-- WHAT THE TASK REQUIRES --
Retype the passage on the boreal digging frog word for word, from "- Conservation status: LC" up to and including "10 to 900 m.".

Scientific classification
- Kingdom: Animalia
- Phylum: Chordata
- Class: Amphibia
- Order: Anura
- Family: Microhylidae
- Genus: Kaloula
- Species: K. borealis
- Binomial name: Kaloula borealis (Barbour, 1908)

= Boreal digging frog =

- Authority: (Barbour, 1908)
- Conservation status: LC

Species of amphibian

The boreal digging frog (Kaloula borealis) is a species of microhylid, or "narrow-mouthed," frog found in Northeast Asia. Its range covers much of central and northeastern China, the Korean Peninsula, and Jeju Island. Adult boreal digging frogs are roughly 4.5 cm in length, round in shape with toad-like speckled skin. Tadpoles are up to 35 mm in length.

The boreal digging frog is common across much of its range, but is listed as an "Endangered category II species" in South Korea. It inhabits cultivated fields, including rice paddies, and is often found in close proximity to humanity, at altitudes of 10 to 900 m.

Boreal digging frogs breed during the annual rainy season, around June and July. After the rainy season is over they dig burrows underground, emerging only at night to feed. The eggs are laid in batches of 15–20 in monsoonal pools, with the tadpoles maturing within 30 days, much faster than most other frogs in this area.

-- RECORDED INFORMATION --

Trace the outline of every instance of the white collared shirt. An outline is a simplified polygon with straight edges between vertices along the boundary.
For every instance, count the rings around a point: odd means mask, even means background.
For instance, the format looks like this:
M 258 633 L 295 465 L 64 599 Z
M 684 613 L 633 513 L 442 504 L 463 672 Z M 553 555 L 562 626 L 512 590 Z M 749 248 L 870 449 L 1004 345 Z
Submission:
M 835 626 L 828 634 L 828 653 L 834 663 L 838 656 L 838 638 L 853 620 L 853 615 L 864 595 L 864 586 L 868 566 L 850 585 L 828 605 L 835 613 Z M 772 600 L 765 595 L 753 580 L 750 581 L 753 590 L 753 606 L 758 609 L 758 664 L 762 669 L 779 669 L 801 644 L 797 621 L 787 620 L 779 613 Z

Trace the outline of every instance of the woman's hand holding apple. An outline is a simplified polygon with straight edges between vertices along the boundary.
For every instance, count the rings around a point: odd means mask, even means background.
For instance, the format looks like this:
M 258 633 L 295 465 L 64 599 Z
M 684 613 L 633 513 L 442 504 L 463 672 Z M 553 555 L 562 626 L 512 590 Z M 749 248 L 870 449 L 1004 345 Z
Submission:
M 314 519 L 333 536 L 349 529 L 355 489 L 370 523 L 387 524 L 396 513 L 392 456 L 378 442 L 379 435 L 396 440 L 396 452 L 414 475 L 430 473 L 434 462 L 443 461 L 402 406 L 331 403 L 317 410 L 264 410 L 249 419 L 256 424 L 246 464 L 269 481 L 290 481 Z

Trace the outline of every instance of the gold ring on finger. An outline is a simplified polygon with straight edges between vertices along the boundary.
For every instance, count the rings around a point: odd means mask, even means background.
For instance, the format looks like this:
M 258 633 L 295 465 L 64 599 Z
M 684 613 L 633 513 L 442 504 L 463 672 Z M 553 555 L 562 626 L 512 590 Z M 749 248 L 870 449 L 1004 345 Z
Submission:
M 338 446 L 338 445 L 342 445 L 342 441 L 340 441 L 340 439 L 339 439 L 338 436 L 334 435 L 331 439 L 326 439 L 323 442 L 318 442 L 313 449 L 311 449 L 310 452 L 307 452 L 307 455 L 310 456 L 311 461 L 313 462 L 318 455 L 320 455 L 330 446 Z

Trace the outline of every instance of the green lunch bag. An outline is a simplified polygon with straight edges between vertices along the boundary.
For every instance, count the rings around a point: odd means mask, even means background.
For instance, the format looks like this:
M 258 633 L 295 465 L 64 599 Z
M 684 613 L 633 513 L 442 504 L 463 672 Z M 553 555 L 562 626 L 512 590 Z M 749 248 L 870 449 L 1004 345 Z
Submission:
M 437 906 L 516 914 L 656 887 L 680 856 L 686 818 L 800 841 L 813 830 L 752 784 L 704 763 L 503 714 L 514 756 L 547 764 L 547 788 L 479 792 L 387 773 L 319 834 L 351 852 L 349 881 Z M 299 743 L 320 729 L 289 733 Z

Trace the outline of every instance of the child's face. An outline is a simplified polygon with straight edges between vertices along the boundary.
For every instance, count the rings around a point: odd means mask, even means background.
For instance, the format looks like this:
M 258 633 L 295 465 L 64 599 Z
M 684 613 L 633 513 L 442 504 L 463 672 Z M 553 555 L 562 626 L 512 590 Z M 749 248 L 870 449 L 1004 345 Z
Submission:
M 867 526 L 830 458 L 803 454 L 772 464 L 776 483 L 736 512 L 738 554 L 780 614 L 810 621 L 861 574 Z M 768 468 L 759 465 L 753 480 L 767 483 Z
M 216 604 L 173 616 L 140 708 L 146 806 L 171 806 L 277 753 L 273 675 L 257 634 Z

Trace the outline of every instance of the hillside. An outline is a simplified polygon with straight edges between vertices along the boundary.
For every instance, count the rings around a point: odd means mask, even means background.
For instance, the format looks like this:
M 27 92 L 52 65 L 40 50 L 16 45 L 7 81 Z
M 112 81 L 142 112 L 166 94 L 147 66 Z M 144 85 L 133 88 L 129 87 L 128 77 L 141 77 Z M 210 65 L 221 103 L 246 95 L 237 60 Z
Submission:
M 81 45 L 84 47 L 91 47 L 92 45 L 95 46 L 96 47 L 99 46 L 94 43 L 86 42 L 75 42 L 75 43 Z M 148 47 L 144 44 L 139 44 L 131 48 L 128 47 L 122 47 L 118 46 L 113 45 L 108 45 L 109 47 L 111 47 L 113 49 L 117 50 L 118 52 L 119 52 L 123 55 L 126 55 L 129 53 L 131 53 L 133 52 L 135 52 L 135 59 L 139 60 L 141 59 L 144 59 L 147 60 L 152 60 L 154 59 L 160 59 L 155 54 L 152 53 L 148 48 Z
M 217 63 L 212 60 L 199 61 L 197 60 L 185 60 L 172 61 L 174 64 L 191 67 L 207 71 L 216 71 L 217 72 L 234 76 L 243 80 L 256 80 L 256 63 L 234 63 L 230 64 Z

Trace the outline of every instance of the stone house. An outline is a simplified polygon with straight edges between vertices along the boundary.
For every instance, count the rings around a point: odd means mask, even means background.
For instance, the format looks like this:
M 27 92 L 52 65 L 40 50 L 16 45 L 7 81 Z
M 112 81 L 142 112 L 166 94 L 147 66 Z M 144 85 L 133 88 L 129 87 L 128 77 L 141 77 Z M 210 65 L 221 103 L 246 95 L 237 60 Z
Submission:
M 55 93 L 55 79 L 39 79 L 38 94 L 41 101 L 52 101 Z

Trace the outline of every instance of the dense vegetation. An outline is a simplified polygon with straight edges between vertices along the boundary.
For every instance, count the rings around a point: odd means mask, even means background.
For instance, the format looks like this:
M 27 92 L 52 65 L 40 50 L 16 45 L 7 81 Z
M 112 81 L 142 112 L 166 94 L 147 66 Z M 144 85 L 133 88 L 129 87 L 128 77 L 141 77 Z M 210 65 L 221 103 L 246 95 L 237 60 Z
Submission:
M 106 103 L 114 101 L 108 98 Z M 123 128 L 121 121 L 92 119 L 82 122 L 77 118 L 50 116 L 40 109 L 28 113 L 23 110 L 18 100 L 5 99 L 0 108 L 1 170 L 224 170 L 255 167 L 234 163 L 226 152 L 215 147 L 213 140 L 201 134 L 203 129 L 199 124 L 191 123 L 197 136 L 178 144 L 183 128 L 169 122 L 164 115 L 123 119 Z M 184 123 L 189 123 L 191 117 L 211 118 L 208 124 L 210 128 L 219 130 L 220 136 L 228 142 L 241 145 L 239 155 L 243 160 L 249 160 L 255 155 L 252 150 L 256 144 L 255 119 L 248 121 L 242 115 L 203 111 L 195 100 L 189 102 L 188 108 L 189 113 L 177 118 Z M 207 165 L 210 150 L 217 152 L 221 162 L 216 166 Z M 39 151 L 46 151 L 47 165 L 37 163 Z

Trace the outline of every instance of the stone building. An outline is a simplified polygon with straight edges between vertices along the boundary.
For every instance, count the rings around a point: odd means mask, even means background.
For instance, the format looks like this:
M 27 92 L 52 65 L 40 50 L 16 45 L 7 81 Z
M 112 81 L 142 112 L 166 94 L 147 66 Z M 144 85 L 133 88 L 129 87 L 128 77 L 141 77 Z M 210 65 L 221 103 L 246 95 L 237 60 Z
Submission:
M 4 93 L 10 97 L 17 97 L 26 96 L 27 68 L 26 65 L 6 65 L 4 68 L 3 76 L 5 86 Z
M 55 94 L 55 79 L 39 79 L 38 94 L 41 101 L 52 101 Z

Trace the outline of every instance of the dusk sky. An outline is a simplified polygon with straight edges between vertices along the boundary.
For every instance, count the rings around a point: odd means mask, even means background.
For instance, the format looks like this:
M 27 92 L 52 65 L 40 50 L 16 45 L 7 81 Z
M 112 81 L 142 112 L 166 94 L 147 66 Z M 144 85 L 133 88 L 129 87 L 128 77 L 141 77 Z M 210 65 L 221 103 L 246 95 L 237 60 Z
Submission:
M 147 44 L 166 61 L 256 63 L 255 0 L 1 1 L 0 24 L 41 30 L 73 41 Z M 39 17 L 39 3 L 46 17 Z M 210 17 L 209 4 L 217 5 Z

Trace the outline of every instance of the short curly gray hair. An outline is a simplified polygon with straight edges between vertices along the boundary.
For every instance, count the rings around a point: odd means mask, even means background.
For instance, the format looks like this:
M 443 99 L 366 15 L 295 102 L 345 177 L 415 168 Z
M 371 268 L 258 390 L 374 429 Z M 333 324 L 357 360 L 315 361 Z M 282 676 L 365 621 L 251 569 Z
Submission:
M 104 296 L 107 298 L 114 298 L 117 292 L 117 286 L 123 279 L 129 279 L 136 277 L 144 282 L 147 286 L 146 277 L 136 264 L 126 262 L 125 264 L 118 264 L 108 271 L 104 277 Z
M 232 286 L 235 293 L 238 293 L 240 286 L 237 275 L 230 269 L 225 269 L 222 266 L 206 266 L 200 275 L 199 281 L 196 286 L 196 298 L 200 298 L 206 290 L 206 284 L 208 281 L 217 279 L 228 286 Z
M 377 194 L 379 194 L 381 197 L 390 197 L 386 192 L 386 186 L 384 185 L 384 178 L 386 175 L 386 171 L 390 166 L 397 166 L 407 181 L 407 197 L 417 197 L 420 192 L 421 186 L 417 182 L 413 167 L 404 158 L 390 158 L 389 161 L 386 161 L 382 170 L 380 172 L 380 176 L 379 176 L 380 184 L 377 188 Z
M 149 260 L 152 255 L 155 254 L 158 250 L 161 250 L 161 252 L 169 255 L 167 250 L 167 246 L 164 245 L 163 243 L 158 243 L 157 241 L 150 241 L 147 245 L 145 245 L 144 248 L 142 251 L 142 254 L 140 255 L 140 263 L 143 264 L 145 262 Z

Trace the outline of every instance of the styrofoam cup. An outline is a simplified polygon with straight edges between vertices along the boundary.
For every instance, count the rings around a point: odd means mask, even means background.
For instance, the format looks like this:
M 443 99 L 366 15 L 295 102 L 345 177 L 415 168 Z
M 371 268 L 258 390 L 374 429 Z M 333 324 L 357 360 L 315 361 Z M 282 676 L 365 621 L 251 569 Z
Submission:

-- TASK ANSWER --
- Conservation status: LC

Species of amphibian

The boreal digging frog (Kaloula borealis) is a species of microhylid, or "narrow-mouthed," frog found in Northeast Asia. Its range covers much of central and northeastern China, the Korean Peninsula, and Jeju Island. Adult boreal digging frogs are roughly 4.5 cm in length, round in shape with toad-like speckled skin. Tadpoles are up to 35 mm in length.

The boreal digging frog is common across much of its range, but is listed as an "Endangered category II species" in South Korea. It inhabits cultivated fields, including rice paddies, and is often found in close proximity to humanity, at altitudes of 10 to 900 m.